Исходный текст:
────────────────────

Париж-1914: конец "прекрасной эпохи"
Париж в 1914 году был городом, в котором происходили головокружительные перемены в сферах индустрии, науки и культуры. В то же время где-то глубоко внутри него накапливалась тревога о будущем.
В 1914 г., через год после победы Жюля Го, в гонке "Индианаполис 500" Жорж Буало почти достиг скорости 160 км/ч |
Купол галереи Лафайет |
Внутреннее убранство Театра Елисейских полей |
Ролан Гаррос возле своего самолета |
Картина Жоржа Брака "Большие деревья в Эстаке", 1908 г. |
Шарль Пеги (слева) и Жан Жорес |
Мраморная доска на месте убийства Жана Жореса |
Знали ли парижане о том, что живут в последние дни времени под названием "Прекрасная эпоха"? Вряд ли. Ведь само понятие "La Belle Epoque" или "Прекрасная эпоха", которое обозначает не более чем счастливые дни прошлого, не пришло бы им в голову. Фраза появилась намного позже, когда люди, блистательная молодость которых прошла в довоенное время, стали оглядываться на былую эпоху.
На самом деле, жизнь в Париже шла своим чередом. Летом 1913 года газета Figaro расспросила группу юных скаутов из Сан-Франциско о том, что поразило их в Париже больше всего. Помимо памятников и садов, им понравились ряды деревьев, окаймляющих улицы, и чистота города в целом. Красные брюки солдат вызвали у них самые яркие впечатления, в то время как обилие курящих женщин и усатых молодых людей показалось им странным. Их также восхитили шпаги полицейских, парикмахерские для собак на Сене и изумительные открытые веранды кафе. Во время посещения оперы один молодой американец не мог оторвать взгляд от женщин, "которые грациозно покачивались на высоких каблуках, демонстрируя свои великолепные наряды и драгоценности". Это был Париж перед самым началом войны. Он был занят тем же, чем и всегда.
На бульваре Осман галерея Лафайет только что открыла свой знаковый торговый центр с большой куполообразной крышей, окрашенной разноцветными лучами света. В нем вас обслуживала команда знаменитых продавщиц midinettes, продававших модную одежду представителям поднимающегося во Франции среднего класса. Это было время, когда плавные линии великого дизайнера Поля Пуаре положили начало моде на замедляющую ходьбу "хромающую юбку".
На западе города архитектор Огюст Перре, который позже стал известен как архитектор преобразивший Гавр после Второй мировой войны, только что закончил свой шедевр из бетона, Театр Елисейских полей. Спустя месяц после открытия театра, в мае 1913 г., здесь был показан легендарный балет "Весна священная", поставленный труппой Сергея Дягилева "Русский балет" и вызвавший в Париже фурор.

────────────────────

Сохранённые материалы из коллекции
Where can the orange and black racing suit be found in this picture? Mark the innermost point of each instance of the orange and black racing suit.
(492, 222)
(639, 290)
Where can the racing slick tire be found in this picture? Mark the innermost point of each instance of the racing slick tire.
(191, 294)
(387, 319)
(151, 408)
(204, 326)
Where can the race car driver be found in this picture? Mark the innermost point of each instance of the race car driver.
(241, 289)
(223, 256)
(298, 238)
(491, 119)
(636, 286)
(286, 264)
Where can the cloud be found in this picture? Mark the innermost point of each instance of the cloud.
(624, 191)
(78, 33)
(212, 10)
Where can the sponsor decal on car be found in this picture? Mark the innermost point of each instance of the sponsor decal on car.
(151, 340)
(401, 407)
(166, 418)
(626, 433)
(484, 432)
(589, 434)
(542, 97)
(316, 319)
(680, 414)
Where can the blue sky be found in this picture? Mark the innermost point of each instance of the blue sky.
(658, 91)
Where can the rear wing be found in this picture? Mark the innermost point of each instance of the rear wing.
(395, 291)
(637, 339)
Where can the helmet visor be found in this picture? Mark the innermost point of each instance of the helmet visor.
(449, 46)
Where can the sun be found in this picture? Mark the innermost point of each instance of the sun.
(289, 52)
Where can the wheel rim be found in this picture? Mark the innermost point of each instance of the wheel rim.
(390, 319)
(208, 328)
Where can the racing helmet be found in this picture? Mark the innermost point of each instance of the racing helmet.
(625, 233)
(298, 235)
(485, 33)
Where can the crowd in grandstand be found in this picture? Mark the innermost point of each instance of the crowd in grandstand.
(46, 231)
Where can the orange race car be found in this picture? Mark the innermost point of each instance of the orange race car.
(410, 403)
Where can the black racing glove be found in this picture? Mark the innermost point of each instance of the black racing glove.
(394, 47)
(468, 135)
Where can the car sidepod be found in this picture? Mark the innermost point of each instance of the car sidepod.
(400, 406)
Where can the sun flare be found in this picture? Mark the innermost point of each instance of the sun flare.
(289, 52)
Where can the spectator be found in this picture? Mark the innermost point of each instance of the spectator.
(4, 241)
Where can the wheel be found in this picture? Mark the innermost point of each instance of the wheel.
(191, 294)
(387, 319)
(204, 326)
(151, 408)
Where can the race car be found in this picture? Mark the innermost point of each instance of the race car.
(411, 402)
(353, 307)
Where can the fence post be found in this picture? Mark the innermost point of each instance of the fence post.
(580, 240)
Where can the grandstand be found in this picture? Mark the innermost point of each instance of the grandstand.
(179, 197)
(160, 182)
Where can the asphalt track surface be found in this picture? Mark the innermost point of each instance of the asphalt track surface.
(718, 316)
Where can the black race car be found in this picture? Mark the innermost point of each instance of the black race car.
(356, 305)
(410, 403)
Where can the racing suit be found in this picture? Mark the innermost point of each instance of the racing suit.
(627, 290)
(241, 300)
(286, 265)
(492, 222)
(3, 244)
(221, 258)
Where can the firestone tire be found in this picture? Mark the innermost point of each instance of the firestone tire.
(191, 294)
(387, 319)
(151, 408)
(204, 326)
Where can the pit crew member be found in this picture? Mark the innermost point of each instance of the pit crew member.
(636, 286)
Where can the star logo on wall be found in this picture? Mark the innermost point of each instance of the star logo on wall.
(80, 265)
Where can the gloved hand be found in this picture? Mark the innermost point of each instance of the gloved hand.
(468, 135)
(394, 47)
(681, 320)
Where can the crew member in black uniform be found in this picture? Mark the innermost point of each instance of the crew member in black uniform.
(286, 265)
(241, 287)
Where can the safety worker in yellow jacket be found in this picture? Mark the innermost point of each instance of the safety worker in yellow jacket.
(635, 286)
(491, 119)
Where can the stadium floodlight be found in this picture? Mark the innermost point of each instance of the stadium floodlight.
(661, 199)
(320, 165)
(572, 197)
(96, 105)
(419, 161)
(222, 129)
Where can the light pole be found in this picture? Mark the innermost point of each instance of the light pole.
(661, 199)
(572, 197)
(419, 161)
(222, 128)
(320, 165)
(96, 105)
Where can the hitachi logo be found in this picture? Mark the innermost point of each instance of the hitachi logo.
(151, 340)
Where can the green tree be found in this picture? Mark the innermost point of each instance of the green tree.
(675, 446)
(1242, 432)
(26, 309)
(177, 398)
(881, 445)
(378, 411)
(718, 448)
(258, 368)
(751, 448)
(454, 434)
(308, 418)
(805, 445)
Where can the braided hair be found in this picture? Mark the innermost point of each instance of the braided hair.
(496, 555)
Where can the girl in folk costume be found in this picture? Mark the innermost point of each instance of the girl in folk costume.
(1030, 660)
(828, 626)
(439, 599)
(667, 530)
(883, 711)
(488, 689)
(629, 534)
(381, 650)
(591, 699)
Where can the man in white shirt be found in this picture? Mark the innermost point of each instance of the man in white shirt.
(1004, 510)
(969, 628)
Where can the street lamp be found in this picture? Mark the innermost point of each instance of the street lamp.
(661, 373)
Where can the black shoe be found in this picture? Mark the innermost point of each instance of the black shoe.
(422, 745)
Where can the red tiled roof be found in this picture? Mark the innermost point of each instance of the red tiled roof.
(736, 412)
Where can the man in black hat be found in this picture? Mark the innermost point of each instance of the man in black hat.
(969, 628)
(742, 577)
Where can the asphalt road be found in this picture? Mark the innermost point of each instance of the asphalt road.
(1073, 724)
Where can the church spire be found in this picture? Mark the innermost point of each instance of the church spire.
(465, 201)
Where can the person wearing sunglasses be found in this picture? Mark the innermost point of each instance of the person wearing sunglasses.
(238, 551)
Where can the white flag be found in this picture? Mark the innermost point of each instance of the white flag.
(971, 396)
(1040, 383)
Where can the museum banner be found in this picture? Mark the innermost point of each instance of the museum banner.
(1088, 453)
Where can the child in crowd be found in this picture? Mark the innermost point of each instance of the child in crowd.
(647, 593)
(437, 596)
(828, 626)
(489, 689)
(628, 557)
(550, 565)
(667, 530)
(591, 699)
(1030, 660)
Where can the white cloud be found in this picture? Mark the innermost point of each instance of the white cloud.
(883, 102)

────────────────────

Задания к тексту:
1. Изложите кратко в виде списка абзац текста о Париже 1914 года, начинающийся словами «На бульваре Осман», сохранив его основные факты.
2. Ответьте по тексту о Париже 1914 года на следующие вопросы:
(а) Когда, согласно тексту, появилась фраза «Прекрасная эпоха»?
(б) Что в Париже показалось странным юным скаутам из Сан-Франциско?
(в) Какой балет был показан в Театре Елисейских полей спустя месяц после его открытия и какая труппа его поставила?

Письменные ответы:
1.
- Галерея Лафайет открыла на бульваре Осман знаковый торговый центр с большой куполообразной крышей, окрашенной разноцветными лучами света.
- В нём работали знаменитые продавщицы midinettes, продававшие модную одежду представителям поднимающегося во Франции среднего класса.
- В это время плавные линии дизайнера Поля Пуаре положили начало моде на «хромающую юбку», замедляющую ходьбу.

2.
(а) Намного позже, когда люди, чья молодость прошла в довоенное время, стали оглядываться на былую эпоху.
(б) Обилие курящих женщин и усатых молодых людей.
(в) Балет «Весна священная» в постановке труппы Сергея Дягилева «Русский балет».